**Quoted text**
— START —

We chose not to use an audio codec for the following key reasons, which primarily concern the training process and model performance:

Limitations of Single-Speaker Codecs for Multi-Speaker Support: While models like SoundStorm, Mooncast, and Sesame use audio codecs, their codecs are not open-source. The open-source codecs that are available are typically trained on single-speaker data. These are poorly equipped to handle overlapping speech and can produce unnatural transitions between speakers. While multi-speaker codecs are a promising area of research, they require extensive semantic information for annotation, making them challenging to train and it is beyond the scope of this paper. Therefore, we chose to model the mel-spectrogram directly, which provides greater flexibility and is better suited for multi-speaker extensions.
Mitigating Error Propagation: Our architecture is a single, end-to-end model. This design choice is deliberate, as it eliminates the error propagation problems common in two-stage models, where errors from the first stage can be amplified in the second.
Efficiency and Reliability: Based on the negative effects and suboptimal results observed in previous works, we decided against training a new audio codec from scratch. This allows us to focus our efforts on developing a robust and reliable end-to-end solution.

Further Question 7

We found it beneficial to apply a separate classifier-free guidance for the audio prompt during training. We dropped both the text and audio conditions for $p_{uncond}$ . In the remaining cases, we dropped the audio condition with $p_{dropx}$ .

During inference, we calculate the unconditional results by dropping all conditions simultaneously rather than dropping each component separately. Table FQ7 shows that adding a $p_{dropx}$ is beneficial compared with using $p_{uncond}$ alone.

Table FQ7: SA-WER/SA-SIM for different training classifier-free guidance configuration.

— END —

**Tasks**
a - Please reproduce the passage on audio codecs, starting at "Efficiency and Reliability: Based" and ending at "reliable end-to-end solution.".
b - In the passage on audio codecs, what was chosen to be modeled directly?

**Material provided**
— START —

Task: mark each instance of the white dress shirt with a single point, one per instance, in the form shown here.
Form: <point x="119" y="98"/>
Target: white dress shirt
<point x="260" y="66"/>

— END —

**Responses by task**
a -
Efficiency and Reliability: Based on the negative effects and suboptimal results observed in previous works, we decided against training a new audio codec from scratch. This allows us to focus our efforts on developing a robust and reliable end-to-end solution.

b - The mel-spectrogram.